Polecenie A
Odszukaj we wpisach wszystkie wiersze, w których występuje słowo "concrete", i przepisz je. Wielkość liter ma znaczenie.
**** Fragment tekstu ****
Kolejne moje ruchy skierowałem do lustra. Wychyliłem gałkę do przodu i spojrzałem w swoje odbicie. Pierwsze spostrzeżenie - jestem brudny od krwi. Umyć twarz i ręce, czy lepiej uciekać? Umyję. Kolejne ujęcie kamery pokazało mi gliniarza siedzącego w restauracji. Pije on kawę. Zaraz może poczuć potrzebę i tu przyjść. Co robić? Uciekać, czy zatrzeć ślady? A spróbuję, najwyżej mnie złapią. Ukryłem nóż, schowałem ciało w kabinie toalety, a podłogę umyłem mopem. Wyjrzałem też przez okno, ale były w nim kraty. Jeszcze raz oglądnąłem miejsce zbrodni - chyba o niczym nie zapomniałem? Dobra wychodzę. Otworzyłem drzwi i kolejne wątpliwości. Może wyjdę tylnym wyjściem? A może w ogóle wybiec? Nie, zostanę. Nie po to tyle się namęczyłem w toalecie, żeby jak jakiś tchórz uciekać z miejsca zbrodni. Od razu połapią się, że to byłem ja. Dobra usiądę przy stoliku. Hmm... ten jest chyba mój, usiądę. Woda, jakiś makaron i kawa. Kawa? Przecież ja nie piję kawy? Skąd się ona tu wzięła? Nieważne, muszę wychodzić, gliniarz wstał. Idzie do toalety. Dobra to moja szansa, powoli, ale spokojnie wyszedłem. W samą porę, policjant znalazł ciało, ale ja już byłem daleko...

Tak właśnie przedstawia się pierwszy rozdział tej wstrząsającej gry. Wyjątkowa i wybitna? Nie mam co do tego wątpliwości. Dlaczego? Przecież nie przedstawiłem niczego rewelacyjnego? Filmowy klimat, intuicyjny interfejs, świetny i namacalny klimat oraz rewelacyjny scenariusz. To fakty, ale nie wspomniałem Wam o tym, że przechodziłem ten rozdział 5 razy... Raz wybiegłem, drugim razem zabawiłem trochę dłużej w toalecie i złapał mnie gliniarz na gorącym uczynku, jeszcze innym razem zatarłem ślady i od razu wyszedłem tylnym wyjściem, a jeszcze później - w ogóle olałem dowody. Wyrzuciłem jedynie nóż przez okno, zagadałem do gliniarza, iż przepraszam za to co zrobiłem w toalecie i wyszedłem spokojnie. O co mi chodzi? O braku liniowości fabuły! To, co tutaj uświadczycie, zrywa czapki przy samym pępku. Możliwość dowolnego wyboru, niesamowity wpływ na decyzje przeze mnie podejmowane, uczucie maksymalnej dowolności - jasne, nie będę Was oszukiwał, że można wszystko i wszędzie. Zdziwiłbym się, gdyby ktoś wybudował szałas w toalecie lub okradł kelnerkę. Niemniej jednak mamy tu do czynienia z wielkim i bardzo trafnym elementem, który mam nadzieję zagości niedługo również w innych tytułach.
**** Sekcja danych ****
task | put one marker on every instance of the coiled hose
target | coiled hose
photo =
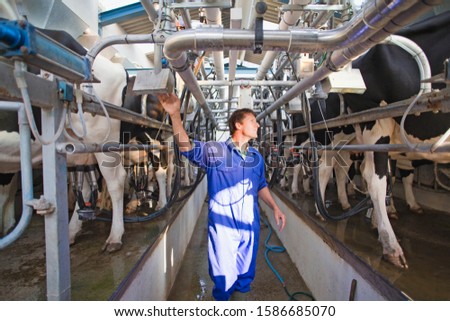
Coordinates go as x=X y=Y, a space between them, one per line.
x=279 y=249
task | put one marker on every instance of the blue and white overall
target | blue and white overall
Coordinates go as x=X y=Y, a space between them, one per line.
x=233 y=217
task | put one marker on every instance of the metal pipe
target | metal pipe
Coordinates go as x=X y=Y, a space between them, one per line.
x=430 y=102
x=272 y=83
x=26 y=174
x=150 y=9
x=91 y=105
x=122 y=40
x=375 y=16
x=214 y=17
x=290 y=40
x=186 y=18
x=80 y=148
x=288 y=19
x=401 y=148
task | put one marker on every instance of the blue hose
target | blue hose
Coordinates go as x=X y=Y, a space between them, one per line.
x=279 y=249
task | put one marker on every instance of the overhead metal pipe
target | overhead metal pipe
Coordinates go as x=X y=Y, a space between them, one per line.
x=288 y=19
x=385 y=19
x=214 y=17
x=150 y=9
x=400 y=148
x=272 y=83
x=186 y=18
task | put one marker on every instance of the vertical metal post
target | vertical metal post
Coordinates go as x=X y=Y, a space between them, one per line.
x=57 y=223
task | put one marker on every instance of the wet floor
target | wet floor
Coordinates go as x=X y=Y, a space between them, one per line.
x=94 y=274
x=425 y=239
x=193 y=282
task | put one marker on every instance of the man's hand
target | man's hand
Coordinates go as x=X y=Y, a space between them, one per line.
x=170 y=103
x=280 y=218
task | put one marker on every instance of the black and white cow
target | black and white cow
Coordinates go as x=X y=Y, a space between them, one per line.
x=112 y=78
x=157 y=162
x=391 y=75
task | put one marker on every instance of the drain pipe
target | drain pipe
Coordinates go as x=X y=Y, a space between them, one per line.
x=376 y=25
x=287 y=20
x=26 y=173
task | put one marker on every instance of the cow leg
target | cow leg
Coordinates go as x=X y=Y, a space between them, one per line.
x=115 y=176
x=161 y=178
x=8 y=189
x=294 y=186
x=187 y=174
x=409 y=194
x=341 y=170
x=170 y=171
x=325 y=171
x=76 y=224
x=374 y=173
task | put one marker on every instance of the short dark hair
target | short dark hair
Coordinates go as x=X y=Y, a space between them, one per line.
x=237 y=116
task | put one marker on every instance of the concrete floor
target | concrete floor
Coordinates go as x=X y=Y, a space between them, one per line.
x=193 y=282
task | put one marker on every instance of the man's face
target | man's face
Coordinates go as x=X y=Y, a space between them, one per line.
x=249 y=126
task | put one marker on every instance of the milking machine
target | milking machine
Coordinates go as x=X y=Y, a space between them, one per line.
x=77 y=174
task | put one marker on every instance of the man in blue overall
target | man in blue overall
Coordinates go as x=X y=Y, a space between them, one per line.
x=236 y=180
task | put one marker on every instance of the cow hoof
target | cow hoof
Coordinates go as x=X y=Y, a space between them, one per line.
x=111 y=247
x=320 y=217
x=130 y=210
x=397 y=260
x=393 y=216
x=346 y=207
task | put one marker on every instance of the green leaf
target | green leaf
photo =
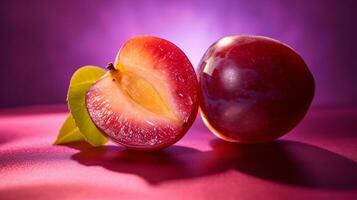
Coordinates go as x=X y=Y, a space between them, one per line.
x=69 y=132
x=81 y=80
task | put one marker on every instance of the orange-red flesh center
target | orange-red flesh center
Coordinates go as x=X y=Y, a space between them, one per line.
x=143 y=93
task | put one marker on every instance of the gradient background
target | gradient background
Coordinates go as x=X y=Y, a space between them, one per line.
x=44 y=42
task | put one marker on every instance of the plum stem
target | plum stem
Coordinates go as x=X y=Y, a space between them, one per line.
x=111 y=67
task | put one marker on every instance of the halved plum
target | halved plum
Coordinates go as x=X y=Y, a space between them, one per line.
x=148 y=98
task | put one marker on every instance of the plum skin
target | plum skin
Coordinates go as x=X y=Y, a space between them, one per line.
x=253 y=89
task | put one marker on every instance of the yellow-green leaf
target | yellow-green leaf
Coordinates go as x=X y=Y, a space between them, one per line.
x=81 y=80
x=69 y=132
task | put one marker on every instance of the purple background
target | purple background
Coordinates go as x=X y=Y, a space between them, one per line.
x=44 y=42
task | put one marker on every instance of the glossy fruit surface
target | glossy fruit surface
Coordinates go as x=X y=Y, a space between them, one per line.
x=253 y=89
x=149 y=98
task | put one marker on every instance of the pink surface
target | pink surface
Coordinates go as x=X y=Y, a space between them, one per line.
x=317 y=160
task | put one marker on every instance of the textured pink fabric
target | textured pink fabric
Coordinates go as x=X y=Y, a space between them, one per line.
x=317 y=160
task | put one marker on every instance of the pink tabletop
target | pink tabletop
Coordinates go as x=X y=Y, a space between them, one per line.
x=317 y=160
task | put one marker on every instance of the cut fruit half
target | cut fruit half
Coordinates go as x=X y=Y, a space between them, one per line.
x=148 y=98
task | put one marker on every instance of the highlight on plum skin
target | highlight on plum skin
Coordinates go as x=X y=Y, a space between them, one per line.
x=149 y=97
x=253 y=89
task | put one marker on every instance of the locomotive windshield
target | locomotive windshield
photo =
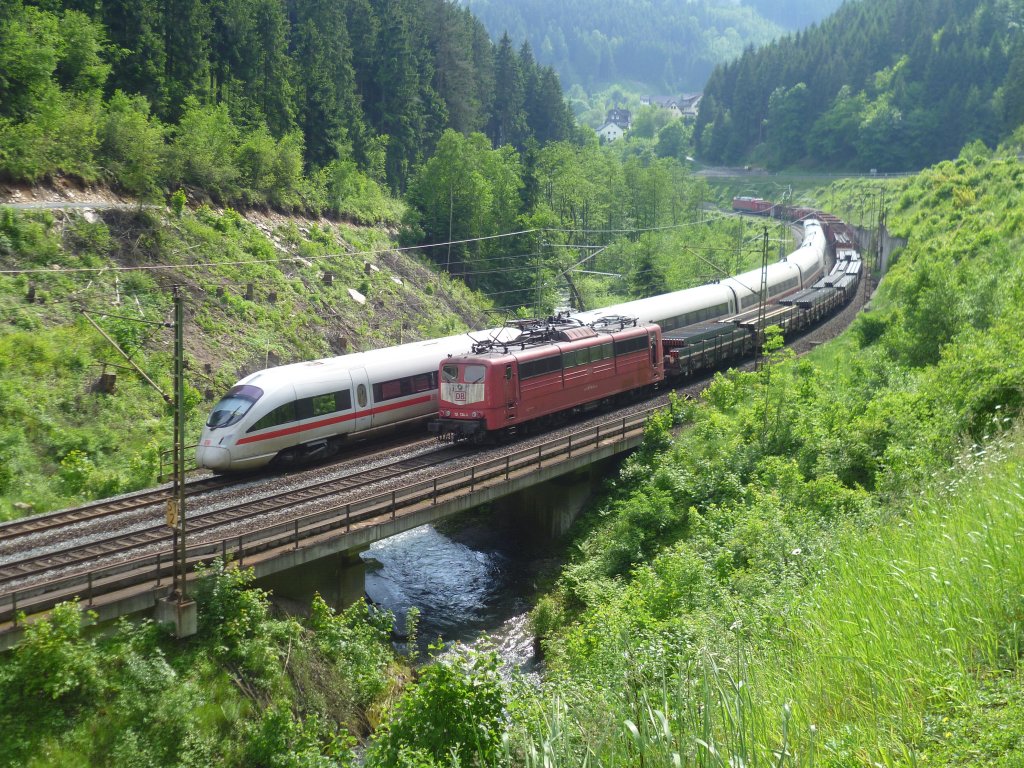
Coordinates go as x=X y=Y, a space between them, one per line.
x=468 y=374
x=233 y=406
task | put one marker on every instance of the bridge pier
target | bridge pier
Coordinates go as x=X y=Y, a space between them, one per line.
x=552 y=507
x=340 y=580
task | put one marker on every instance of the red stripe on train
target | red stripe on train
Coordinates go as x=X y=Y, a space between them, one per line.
x=333 y=420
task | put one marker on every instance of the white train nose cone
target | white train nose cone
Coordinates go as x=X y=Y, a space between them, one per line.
x=213 y=457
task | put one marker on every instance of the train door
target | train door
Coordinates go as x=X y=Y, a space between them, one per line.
x=511 y=393
x=656 y=364
x=361 y=399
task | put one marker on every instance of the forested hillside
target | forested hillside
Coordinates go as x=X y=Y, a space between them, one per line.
x=663 y=46
x=291 y=102
x=879 y=84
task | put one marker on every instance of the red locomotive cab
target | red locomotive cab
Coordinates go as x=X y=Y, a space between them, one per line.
x=477 y=394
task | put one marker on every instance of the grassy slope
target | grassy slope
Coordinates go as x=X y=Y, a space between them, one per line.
x=832 y=545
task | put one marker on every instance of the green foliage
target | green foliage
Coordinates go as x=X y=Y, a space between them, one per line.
x=455 y=711
x=278 y=739
x=356 y=641
x=131 y=144
x=825 y=547
x=931 y=80
x=237 y=616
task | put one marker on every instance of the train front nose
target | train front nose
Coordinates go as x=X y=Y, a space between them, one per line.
x=213 y=457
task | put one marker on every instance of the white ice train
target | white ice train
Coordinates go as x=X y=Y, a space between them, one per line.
x=307 y=410
x=798 y=269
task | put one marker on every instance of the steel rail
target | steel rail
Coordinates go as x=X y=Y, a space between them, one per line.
x=148 y=572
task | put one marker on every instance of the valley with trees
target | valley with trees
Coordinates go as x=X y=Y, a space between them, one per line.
x=814 y=563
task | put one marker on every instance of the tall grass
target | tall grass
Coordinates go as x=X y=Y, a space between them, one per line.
x=900 y=627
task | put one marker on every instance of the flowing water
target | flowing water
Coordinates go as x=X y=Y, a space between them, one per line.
x=475 y=574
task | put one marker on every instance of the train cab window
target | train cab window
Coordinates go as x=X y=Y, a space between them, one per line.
x=387 y=390
x=324 y=404
x=343 y=400
x=233 y=406
x=424 y=382
x=281 y=415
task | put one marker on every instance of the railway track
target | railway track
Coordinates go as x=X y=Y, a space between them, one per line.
x=11 y=530
x=125 y=544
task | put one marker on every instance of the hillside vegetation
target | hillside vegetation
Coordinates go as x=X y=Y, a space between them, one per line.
x=62 y=440
x=821 y=566
x=289 y=102
x=664 y=47
x=887 y=85
x=816 y=564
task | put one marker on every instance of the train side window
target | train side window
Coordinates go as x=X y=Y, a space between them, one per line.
x=324 y=403
x=281 y=415
x=343 y=399
x=388 y=390
x=425 y=382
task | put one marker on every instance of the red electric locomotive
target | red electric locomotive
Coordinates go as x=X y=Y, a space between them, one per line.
x=747 y=204
x=551 y=371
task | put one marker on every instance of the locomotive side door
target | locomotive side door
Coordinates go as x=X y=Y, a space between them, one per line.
x=361 y=399
x=511 y=391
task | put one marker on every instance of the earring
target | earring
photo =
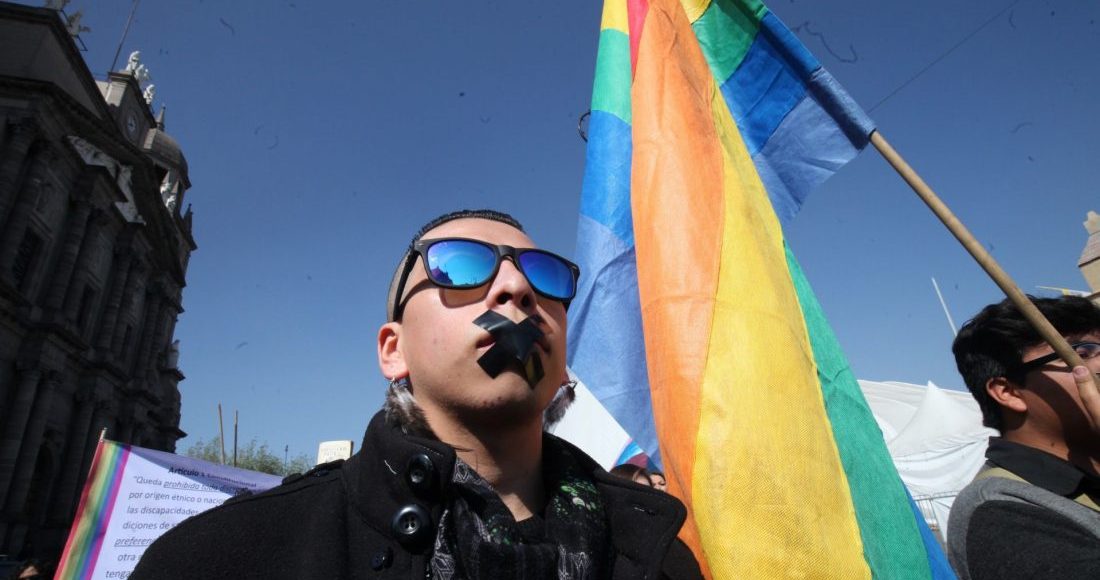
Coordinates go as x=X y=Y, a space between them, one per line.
x=560 y=403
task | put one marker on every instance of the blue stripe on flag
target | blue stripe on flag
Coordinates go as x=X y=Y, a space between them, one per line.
x=606 y=346
x=605 y=196
x=761 y=91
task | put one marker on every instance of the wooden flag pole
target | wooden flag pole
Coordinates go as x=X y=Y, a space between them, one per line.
x=221 y=435
x=1019 y=298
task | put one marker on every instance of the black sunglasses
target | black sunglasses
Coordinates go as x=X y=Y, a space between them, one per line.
x=461 y=263
x=1085 y=350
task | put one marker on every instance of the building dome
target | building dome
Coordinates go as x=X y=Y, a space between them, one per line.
x=164 y=150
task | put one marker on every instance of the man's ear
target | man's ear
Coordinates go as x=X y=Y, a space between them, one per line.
x=1007 y=394
x=391 y=359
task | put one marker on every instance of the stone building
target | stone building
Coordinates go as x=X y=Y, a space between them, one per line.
x=92 y=259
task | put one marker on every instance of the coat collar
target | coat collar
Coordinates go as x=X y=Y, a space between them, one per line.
x=396 y=473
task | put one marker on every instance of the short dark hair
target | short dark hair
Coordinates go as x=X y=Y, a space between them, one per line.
x=491 y=215
x=992 y=343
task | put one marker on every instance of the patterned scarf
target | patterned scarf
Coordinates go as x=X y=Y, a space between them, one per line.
x=477 y=537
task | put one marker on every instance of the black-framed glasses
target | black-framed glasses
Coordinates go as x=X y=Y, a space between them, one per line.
x=1086 y=350
x=461 y=263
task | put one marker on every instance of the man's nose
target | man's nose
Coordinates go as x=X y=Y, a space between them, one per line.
x=510 y=285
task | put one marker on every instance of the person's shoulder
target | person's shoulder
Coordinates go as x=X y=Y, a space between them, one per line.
x=1010 y=539
x=268 y=516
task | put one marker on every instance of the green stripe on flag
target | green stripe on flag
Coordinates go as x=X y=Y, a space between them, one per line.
x=892 y=543
x=611 y=91
x=725 y=31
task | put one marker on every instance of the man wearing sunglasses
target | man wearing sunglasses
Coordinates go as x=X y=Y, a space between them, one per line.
x=1032 y=511
x=455 y=478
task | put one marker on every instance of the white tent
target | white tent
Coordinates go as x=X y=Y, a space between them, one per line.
x=934 y=436
x=935 y=439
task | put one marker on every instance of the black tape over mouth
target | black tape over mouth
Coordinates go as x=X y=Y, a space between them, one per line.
x=515 y=343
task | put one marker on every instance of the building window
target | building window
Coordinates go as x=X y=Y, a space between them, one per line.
x=25 y=258
x=125 y=340
x=87 y=303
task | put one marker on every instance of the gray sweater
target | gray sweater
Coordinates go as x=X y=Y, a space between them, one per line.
x=1004 y=528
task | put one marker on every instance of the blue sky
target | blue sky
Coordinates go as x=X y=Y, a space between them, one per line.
x=320 y=135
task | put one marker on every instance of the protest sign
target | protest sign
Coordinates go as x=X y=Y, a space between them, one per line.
x=133 y=495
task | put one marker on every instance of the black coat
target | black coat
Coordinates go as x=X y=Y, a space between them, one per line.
x=374 y=516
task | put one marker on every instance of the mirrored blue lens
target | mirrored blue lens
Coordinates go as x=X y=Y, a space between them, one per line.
x=548 y=274
x=460 y=263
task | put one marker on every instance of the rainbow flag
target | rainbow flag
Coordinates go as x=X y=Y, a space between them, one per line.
x=94 y=513
x=694 y=325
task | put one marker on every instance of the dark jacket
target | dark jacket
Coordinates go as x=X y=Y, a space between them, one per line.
x=374 y=516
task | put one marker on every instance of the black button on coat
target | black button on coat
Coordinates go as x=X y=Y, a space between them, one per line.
x=375 y=515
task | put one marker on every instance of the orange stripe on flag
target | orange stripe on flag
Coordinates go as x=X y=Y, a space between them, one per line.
x=677 y=201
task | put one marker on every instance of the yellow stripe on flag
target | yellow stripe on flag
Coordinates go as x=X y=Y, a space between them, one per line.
x=615 y=17
x=771 y=498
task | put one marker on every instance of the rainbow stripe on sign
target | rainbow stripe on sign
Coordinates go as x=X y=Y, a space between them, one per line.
x=94 y=514
x=694 y=325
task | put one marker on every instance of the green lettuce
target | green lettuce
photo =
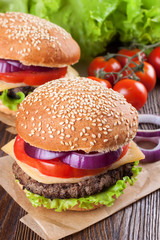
****
Polecenie B
Odpowiedz krótko na pytania dotyczące fragmentu recenzji gry:
(i) Gdzie zostało schowane ciało?
(ii) Ile razy przechodzony był pierwszy rozdział?
(iii) Co przy jednym z podejść zostało wyrzucone przez okno?

Wynik zadania A
task | put one marker on every instance of the concrete floor
target | concrete floor

Wynik zadania B
(i) W kabinie toalety.
(ii) Pięć razy.
(iii) Nóż.